╭─ SOURCE TEXT

Le 17 janv. 2013 à 05:00, aaron morton <aa...@thelastpickle.com> a écrit :

> Check the disk utilisation using iostat -x 5
> If you are on a VM / in the cloud check for CPU steal. 
> Check the logs for messages from the GCInspector, the ParNew events are times 
> the JVM is paused. 

I have seen logs about that. I didn't worry much, since the GC of the jvm was 
not under pressure. As far as I understand, unless a CF is "continuously" 
flushed, it should not be a major issue, isn't it ?
I don't know for sure if there was a lot of flush though, since my nodes were 
not properly monitored.

> Look at the times dropped messages are logged and try to correlate them with 
> other server events.

I tried that with not much success. I have graphs on cacti though, so this is 
quite hard to visualize when things happen simultaneously on several graphs.

> If you have a lot secondary indexes, or a lot of memtables flushing at the 
> some time you may be blocking behind the global Switch Lock. If you use 
> secondary indexes make sure the memtable_flush_queue_size is set correctly, 
> see the comments in the yaml file.

I have no secondary indexes.

> If you have a lot of CF's flushing at the same time, and there are not 
> messages from the "MeteredFlusher", it may be the log segment is too big for 
> the number of CF's you have. When the segment needs to be recycled all dirty 
> CF's are flushed, if you have a lot of cf's this can result in blocking 
> around the switch lock. Trying reducing the commitlog_segment_size_in_mb so 
> that less CF's are flushed.

What is "a lot" ? We have 26 CF. 9 are barely used. 15 contains time series 
data (cassandra rocks with them) in which only 3 of them have from 1 to 10 read 
or writes per sec. 1 quite hot (200read/s) which is mainly used for its bloom 
filter (which "disksize" is about 1G). And 1 also hot used only for writes 
(which has the same big bloom filter, which I am about to remove since it is 
useless).

BTW, thanks for the pointers. I have not tried yet to put our nodes under 
pressure. But when I'll do, I'll look at those pointers closely.

Nicolas

> 
> Hope that helps
>  
> -----------------
> Aaron Morton
> Freelance Cassandra Developer
> New Zealand
> 
> @aaronmorton
> http://www.thelastpickle.com
> 
> On 17/01/2013, at 10:30 AM, Nicolas Lalevée <nicolas.lale...@hibnet.org> 
> wrote:
> 
>> Hi,
>> 
>> I have a strange behavior I am not able to understand.
>> 
>> I have 6 nodes with cassandra-1.0.12. Each nodes have 8G of RAM. I have a 
>> replication factor of 3.
>> 
>> ---------------
>> my story is maybe too long, trying shorter here, while saving what I wrote 
>> in case someone has patience to read my bad english ;)

╰─

* _PROBLEMS_
(a) In the Cassandra thread, what command is suggested for checking disk utilization?
(b) Condense the paragraph of the Cassandra thread that begins "If you have a lot of CF's flushing at the same time" into a short bulleted list that keeps its main facts.
(c) Write the next part of the Cassandra thread, picking up after its final line.
The records play no part in the work on the Cassandra thread.

╭─ ROWS

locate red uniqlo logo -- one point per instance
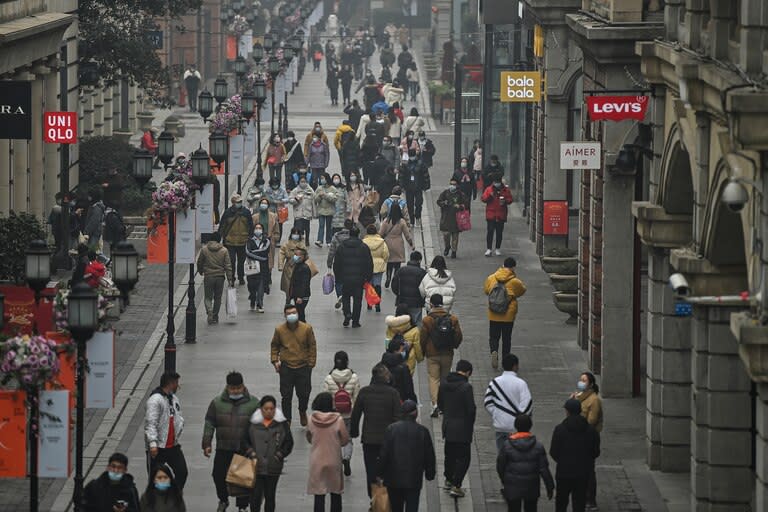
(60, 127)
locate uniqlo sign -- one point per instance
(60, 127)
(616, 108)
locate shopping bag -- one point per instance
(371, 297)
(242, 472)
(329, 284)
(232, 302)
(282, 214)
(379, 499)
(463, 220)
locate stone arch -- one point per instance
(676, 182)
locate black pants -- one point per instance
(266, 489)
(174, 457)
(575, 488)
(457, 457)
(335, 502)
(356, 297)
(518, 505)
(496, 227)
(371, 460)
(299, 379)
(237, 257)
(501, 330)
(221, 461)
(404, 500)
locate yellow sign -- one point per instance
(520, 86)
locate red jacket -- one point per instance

╰─

* _FINAL RESULTS_
(a) iostat -x 5

(b)
- When many CFs flush at the same time and there are no messages from the "MeteredFlusher," the log segment may be too big for the number of CFs.
- When the segment needs to be recycled, all dirty CFs are flushed.
- With many CFs, this can cause blocking around the switch lock.
- Try reducing commitlog_segment_size_in_mb so that fewer CFs are flushed.

(c)
>> 
>> I got under a situation where my cluster was generating a lot of timeouts on 
>> our frontend, whereas I could not see any major trouble on the internal 
>> stats. Actually cpu, read & write counts on the column families were quite 
>> low. A mess until I switched from java7 to java6 and forced the used of 
>> jamm. After the switch, cpu, read & write counts, were going up again, 
>> timeouts gone. I have seen this behavior while reducing the xmx too.
>> 
>> What could be blocking cassandra from utilizing the while resources of the 
>> machine ? Is there is metrics I didn't saw which could explain this ?
>> 
>> ---------------
>> Here is the long story.
>> 
>> When I first set my cluster up, I gave blindly 6G of heap to the cassandra 
>> nodes, thinking that more a java process has, the smoother it runs, while 
>> keeping some RAM to the disk cache. We got some new feature deployed, and 
>> things were going into hell, some machine up to 60% of wa. I give credit to 
>> cassandra because there was not that much timeout received on the web 
>> frontend, it was kind of slow but is was kind of working. With some 
>> optimizations, we reduced the pressure of the new feature, but it was still 
>> at 40%wa.
>> 
>> At that time I didn't have much monitoring, just heap and cpu. I read some 
>> article how to tune, and I learned that the disk cache is quite important 
>> because cassandra relies on it to be the read cache. So I have tried many 
>> xmx, and 3G seems of kind the lowest possible. So on 2 among 6 nodes, I have 
>> set 3,3G to xmx. Amazingly, I saw the wa down to 10%. Quite happy with that, 
>> I changed the xmx 3,3G on each node. But then things really went to hell, a 
>> lot of timeouts on the frontend. It was not working at all. So I rolled back.
>> 
>> After some time, probably because of the growing data of the new feature to 
>> a nominal size, things went again to very high %wa, and cassandra was not 
>> able to keep it up. So we kind of reverted the feature, the column family is 
>> still used but only by one thread on the frontend. The wa was reduced to 
>> 20%, but things continued to not properly working, from time to time, a 
>> bunch of timeout are raised on our frontend.
>> 
>> In the mean time, I took time to do some proper monitoring of cassandra: 
>> column family read & write counts, latency, memtable size, but also the 
>> dropped messages, the pending tasks, the timeouts between nodes. It's just a 
>> start but it haves me a first nice view of what is actually going on.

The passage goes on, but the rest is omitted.